#### Requirement
Pick up the abstract in the arXiv entry on septic shock prediction below at its last words and continue it.

An Adversarial Domain Separation Framework for Septic Shock Early
Prediction Across EHR Systems
- URL: http://arxiv.org/abs/2010.13952v1
- Date: Mon, 26 Oct 2020 23:41:33 GMT
- Title: An Adversarial Domain Separation Framework for Septic Shock Early
Prediction Across EHR Systems
- Authors: Farzaneh Khoshnevisan and Min Chi
- Abstract summary: We propose a general domain adaptation (DA) framework that tackles two categories of discrepancies in EHRs collected from different medical systems.
We evaluate our framework for early diagnosis of an extremely challenging condition, septic shock, using two real-world EHRs from distinct medical systems in the U.S.
- Score: 7.058760708627898
- License: http://arxiv.org/licenses/nonexclusive-distrib/1.0/
- Abstract: Modeling patient disease progression using Electronic Health Records (EHRs)
is critical to assist clinical decision making. While most of prior work has
mainly focused on developing effective disease progression models using EHRs
collected from an individual medical system, relatively little work has
investigated building robust yet generalizable diagnosis models across
different systems. In this work, we propose a general domain adaptation (DA)

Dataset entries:
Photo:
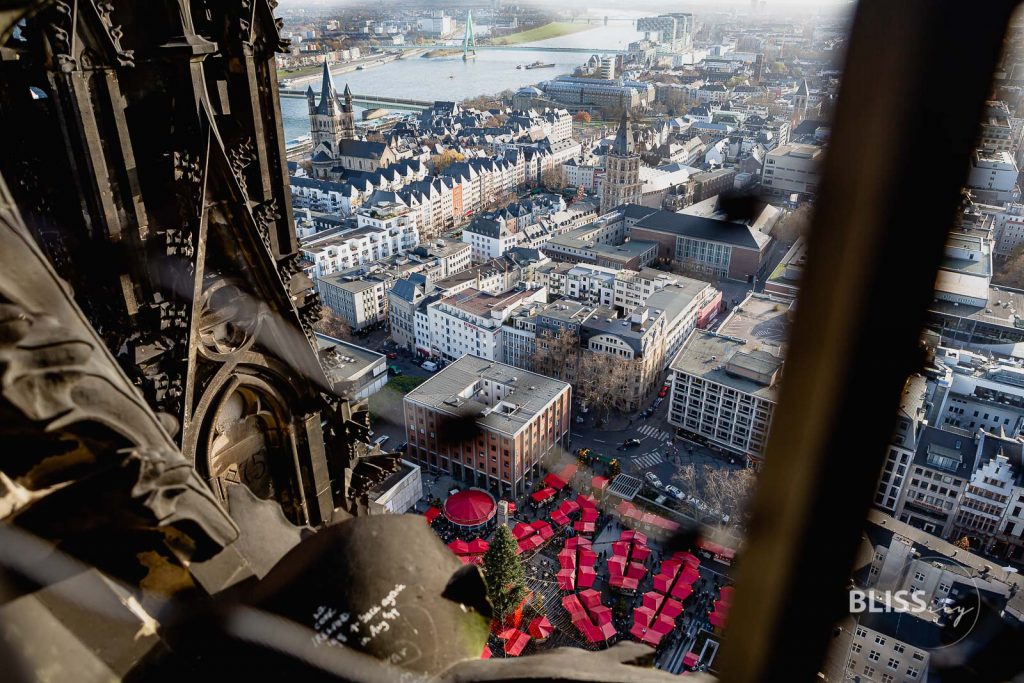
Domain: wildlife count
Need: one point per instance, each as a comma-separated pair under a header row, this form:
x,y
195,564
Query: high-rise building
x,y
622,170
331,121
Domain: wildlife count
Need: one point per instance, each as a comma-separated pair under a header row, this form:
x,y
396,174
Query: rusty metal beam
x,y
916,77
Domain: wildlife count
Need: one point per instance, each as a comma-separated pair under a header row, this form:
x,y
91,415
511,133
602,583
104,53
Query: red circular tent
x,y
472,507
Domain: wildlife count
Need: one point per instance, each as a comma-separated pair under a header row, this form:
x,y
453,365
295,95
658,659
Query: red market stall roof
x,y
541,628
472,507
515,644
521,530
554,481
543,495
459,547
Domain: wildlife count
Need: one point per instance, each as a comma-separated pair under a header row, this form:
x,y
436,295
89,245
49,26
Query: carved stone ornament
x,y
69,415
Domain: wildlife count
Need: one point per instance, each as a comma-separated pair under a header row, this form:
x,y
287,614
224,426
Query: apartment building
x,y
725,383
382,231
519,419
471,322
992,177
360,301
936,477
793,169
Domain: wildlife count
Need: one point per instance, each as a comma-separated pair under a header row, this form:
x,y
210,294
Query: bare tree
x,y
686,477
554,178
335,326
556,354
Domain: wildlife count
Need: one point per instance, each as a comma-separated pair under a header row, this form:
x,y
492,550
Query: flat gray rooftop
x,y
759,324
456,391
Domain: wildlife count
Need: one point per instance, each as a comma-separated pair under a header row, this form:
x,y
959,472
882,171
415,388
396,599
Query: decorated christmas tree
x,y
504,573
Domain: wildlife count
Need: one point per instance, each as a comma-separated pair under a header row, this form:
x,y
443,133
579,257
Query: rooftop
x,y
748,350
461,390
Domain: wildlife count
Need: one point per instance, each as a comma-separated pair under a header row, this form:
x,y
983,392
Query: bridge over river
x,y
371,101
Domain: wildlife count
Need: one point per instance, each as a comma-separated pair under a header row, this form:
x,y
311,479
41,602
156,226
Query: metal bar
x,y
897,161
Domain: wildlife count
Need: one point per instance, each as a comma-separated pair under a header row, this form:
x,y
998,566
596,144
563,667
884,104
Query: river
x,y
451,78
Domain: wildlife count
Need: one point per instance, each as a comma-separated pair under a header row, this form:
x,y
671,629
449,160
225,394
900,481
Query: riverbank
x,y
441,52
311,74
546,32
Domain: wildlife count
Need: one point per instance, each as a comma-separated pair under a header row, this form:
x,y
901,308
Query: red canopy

==

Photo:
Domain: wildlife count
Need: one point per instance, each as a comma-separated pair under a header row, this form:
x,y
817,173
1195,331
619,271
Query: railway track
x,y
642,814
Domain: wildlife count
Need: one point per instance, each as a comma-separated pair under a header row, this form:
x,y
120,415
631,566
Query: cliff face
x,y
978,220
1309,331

#### Result
framework that tackles two categories of discrepancies in EHRs collected from
different medical systems: one is caused by heterogeneous patient populations
(covariate shift) and the other is caused by variations in data collection
procedures (systematic bias). Prior research in DA has mainly focused on
addressing covariate shift but not systematic bias. In this work, we propose an
adversarial domain separation framework that addresses both categories of
discrepancies by maintaining one globally-shared invariant latent
representation across all systems} through an adversarial learning process,
while also allocating a domain-specific model for each system to extract local
latent representations that cannot and should not be unified across systems.
Moreover, our proposed framework is based on variational recurrent neural
network (VRNN) because of its ability to capture complex temporal dependencies
and handling missing values in time-series data. We evaluate our framework for
early diagnosis of an extremely challenging condition, septic shock, using two
real-world EHRs from distinct medical systems in the U.S. The results show that
by separating globally-shared from domain-specific representations, our
framework significantly improves septic shock early prediction performance in
both EHRs and outperforms the current state-of-the-art DA models.